• DATASET RECORDS
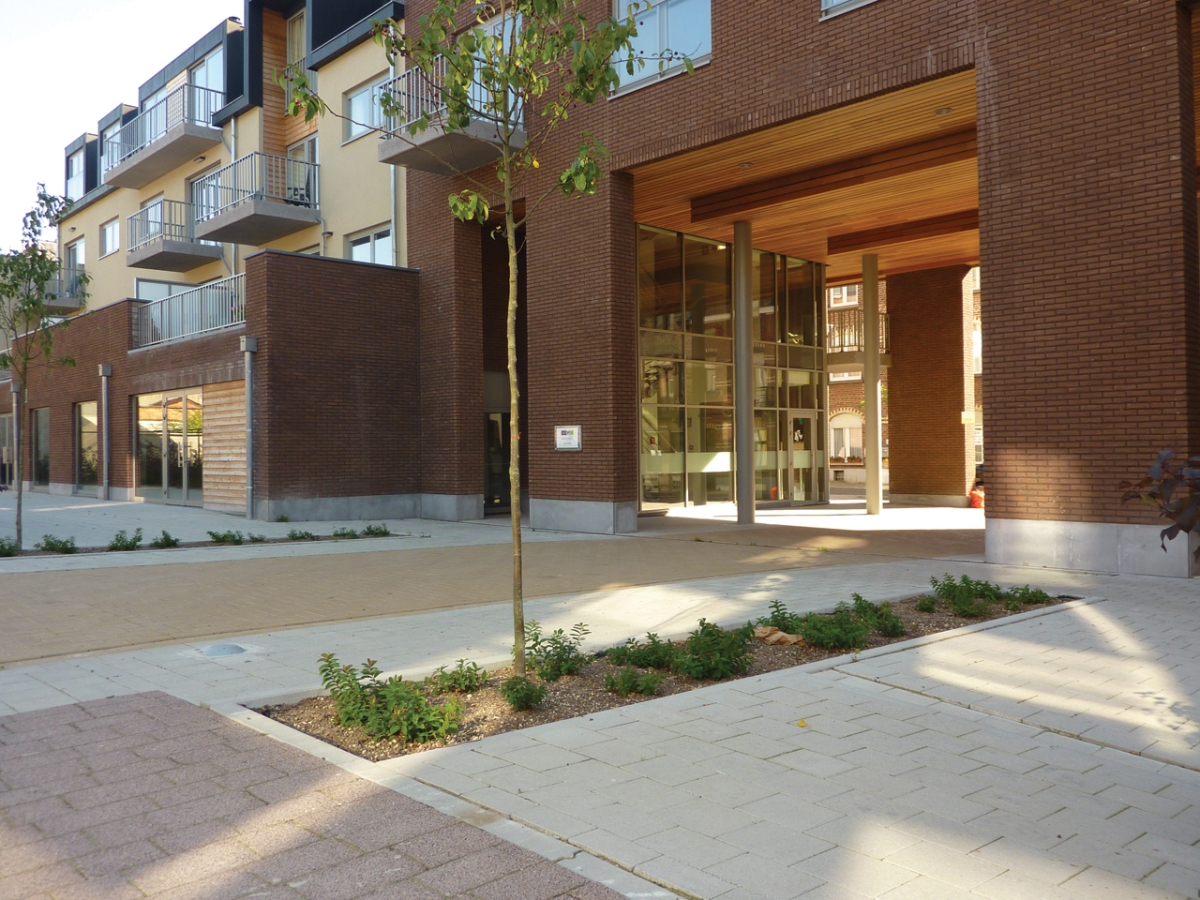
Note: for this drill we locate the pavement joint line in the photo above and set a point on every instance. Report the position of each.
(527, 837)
==
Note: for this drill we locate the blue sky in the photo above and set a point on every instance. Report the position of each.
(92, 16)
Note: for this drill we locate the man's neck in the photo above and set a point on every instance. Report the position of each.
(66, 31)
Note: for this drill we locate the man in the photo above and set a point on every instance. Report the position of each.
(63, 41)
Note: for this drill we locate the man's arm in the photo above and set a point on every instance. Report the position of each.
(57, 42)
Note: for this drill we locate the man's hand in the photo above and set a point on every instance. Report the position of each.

• AIM OF THE EXERCISE
Give the records from the line that contains "Note: for this drill we locate the man's arm" up to and including the line that contains "Note: for this drill we locate the man's hand" as a JSON list of strings, one string per line, with blank lines left out.

• FINAL RESULT
[
  "Note: for this drill we locate the man's arm in the photo above and set a point on every instance. Report the position of each.",
  "(57, 42)",
  "Note: for this drill we locate the man's hand in the photo above and set a point on every instance. Report the position of each."
]